Aim
Which lines in the listing below contain the string "green"? Gather each of them and copy it out in full. Upper and lower case must match.

Provided records
>> START

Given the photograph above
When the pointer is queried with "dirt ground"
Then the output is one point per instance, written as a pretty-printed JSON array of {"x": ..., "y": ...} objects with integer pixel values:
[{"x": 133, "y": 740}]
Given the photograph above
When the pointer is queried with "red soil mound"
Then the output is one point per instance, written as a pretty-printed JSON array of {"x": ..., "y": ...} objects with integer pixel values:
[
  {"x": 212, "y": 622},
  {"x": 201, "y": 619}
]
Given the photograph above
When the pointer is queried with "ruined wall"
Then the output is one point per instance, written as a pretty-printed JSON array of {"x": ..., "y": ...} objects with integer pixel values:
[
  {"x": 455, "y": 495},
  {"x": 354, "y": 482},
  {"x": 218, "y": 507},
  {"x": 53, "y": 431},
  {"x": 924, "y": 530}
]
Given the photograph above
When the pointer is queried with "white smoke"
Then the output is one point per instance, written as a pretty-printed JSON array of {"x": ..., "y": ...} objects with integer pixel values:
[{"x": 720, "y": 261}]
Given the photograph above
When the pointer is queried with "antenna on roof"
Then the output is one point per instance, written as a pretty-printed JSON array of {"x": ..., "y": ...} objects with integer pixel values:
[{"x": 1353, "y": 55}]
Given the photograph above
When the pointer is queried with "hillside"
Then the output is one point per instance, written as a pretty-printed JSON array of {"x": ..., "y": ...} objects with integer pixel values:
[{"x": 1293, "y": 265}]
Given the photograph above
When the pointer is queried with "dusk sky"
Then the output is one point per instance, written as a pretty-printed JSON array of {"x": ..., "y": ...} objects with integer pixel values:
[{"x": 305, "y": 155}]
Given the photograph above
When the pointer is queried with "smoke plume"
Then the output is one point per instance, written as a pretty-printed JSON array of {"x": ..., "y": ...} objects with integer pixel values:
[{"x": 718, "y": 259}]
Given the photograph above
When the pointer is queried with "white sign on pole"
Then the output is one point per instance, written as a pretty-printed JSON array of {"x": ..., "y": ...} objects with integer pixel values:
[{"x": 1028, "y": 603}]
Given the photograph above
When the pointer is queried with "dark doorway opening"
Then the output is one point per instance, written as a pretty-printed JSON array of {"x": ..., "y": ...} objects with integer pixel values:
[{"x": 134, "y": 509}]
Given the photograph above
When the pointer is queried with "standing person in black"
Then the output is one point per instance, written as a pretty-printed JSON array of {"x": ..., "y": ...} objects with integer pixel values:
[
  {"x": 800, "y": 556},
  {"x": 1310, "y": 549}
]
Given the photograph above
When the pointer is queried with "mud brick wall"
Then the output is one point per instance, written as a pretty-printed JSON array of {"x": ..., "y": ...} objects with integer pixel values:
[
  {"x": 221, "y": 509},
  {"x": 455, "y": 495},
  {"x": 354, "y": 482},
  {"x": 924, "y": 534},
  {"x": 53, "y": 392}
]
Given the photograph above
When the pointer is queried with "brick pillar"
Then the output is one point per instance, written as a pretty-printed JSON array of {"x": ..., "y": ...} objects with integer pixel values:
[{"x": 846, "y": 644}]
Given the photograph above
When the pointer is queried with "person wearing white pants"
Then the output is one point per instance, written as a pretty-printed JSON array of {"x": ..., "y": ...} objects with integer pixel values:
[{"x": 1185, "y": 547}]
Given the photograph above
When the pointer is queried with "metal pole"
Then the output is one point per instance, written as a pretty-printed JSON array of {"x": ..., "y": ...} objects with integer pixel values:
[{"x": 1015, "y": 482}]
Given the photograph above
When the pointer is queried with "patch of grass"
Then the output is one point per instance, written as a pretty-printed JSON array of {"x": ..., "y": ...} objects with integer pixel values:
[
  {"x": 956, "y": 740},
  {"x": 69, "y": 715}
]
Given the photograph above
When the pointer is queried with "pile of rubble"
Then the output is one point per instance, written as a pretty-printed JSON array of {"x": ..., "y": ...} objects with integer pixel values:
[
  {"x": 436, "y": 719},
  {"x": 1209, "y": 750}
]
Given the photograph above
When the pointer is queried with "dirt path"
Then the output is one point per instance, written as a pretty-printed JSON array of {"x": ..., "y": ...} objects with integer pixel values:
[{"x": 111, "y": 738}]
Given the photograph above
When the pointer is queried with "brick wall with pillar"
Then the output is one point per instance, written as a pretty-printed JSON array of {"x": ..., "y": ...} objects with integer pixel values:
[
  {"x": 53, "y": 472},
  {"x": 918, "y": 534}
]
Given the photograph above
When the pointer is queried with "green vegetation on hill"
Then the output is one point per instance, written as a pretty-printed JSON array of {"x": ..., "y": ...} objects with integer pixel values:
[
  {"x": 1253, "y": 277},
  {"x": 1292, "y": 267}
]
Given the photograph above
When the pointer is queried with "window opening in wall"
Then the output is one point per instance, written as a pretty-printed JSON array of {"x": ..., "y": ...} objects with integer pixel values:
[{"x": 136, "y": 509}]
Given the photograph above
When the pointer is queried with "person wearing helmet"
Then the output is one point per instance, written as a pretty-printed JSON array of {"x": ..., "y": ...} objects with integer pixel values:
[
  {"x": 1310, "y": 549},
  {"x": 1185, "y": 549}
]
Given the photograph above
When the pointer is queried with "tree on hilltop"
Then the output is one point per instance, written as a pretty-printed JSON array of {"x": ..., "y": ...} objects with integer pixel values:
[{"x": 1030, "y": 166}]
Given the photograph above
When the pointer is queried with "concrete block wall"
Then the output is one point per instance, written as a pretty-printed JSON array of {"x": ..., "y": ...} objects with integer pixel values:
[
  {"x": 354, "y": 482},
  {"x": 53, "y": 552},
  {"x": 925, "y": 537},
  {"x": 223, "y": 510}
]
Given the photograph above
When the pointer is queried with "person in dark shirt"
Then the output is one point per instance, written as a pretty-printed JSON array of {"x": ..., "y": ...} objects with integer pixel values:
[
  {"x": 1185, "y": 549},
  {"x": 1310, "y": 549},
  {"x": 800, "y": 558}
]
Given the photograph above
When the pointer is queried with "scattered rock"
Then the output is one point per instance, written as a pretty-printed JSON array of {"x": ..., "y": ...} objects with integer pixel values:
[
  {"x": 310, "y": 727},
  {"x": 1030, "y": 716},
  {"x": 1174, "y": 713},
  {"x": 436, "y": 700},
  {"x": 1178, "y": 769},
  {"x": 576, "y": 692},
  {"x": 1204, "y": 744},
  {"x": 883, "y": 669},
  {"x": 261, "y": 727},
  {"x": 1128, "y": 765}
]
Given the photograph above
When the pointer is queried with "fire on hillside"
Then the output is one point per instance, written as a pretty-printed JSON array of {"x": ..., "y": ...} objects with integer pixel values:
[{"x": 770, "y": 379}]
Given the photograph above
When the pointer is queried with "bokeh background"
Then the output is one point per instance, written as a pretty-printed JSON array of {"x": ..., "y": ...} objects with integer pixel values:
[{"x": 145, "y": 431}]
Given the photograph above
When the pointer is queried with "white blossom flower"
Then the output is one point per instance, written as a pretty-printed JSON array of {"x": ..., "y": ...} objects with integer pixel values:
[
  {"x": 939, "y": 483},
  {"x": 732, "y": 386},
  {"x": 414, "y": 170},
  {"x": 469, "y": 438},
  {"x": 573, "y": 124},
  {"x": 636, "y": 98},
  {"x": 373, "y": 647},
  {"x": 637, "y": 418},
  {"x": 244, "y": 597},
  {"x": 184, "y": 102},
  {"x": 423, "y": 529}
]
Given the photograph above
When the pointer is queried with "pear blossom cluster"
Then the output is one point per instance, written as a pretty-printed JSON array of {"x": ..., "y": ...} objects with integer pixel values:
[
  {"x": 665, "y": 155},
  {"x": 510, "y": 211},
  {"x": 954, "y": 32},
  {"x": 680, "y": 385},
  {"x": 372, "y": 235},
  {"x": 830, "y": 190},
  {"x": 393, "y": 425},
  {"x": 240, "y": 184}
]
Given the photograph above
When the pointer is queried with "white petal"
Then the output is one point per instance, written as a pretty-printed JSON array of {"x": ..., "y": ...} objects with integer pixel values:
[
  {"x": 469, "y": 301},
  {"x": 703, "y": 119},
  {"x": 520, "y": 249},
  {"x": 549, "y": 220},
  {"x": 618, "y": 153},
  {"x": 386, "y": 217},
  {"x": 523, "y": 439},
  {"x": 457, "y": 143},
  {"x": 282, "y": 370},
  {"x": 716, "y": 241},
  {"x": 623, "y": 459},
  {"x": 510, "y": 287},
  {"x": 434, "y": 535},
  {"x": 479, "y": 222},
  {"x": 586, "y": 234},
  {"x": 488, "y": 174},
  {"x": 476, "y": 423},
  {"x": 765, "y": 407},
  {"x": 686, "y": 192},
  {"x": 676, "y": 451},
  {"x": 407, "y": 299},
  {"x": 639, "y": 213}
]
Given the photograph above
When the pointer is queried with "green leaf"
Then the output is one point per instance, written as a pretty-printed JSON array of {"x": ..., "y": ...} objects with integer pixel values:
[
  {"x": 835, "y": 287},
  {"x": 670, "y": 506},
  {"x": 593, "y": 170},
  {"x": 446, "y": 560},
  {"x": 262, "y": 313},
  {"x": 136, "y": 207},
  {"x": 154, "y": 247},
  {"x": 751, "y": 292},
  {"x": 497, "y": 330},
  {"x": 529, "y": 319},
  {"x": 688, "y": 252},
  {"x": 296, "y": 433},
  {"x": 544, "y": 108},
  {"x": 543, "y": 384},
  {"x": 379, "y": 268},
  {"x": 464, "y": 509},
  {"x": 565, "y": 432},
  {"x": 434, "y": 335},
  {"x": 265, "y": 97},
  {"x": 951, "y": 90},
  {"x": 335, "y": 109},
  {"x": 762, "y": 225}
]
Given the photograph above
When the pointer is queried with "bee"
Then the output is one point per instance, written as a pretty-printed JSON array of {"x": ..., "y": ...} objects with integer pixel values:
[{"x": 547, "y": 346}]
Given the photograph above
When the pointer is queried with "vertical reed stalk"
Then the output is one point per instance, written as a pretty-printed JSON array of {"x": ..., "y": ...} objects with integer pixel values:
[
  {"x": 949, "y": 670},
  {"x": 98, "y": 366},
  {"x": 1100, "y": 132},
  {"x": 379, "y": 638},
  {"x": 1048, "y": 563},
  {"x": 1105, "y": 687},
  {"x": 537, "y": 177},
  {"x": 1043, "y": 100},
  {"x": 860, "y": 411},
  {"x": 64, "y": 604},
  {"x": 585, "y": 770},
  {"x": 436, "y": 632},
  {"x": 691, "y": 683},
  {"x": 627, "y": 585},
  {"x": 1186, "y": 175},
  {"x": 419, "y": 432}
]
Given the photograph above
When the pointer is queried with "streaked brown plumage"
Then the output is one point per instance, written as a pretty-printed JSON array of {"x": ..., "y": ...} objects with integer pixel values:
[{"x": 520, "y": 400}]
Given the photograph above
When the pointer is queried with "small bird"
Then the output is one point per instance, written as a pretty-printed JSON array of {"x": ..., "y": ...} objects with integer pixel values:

>> END

Solution for this problem
When the pointer is queried with "green vegetation on hill"
When the pointer is queried with "green leaf"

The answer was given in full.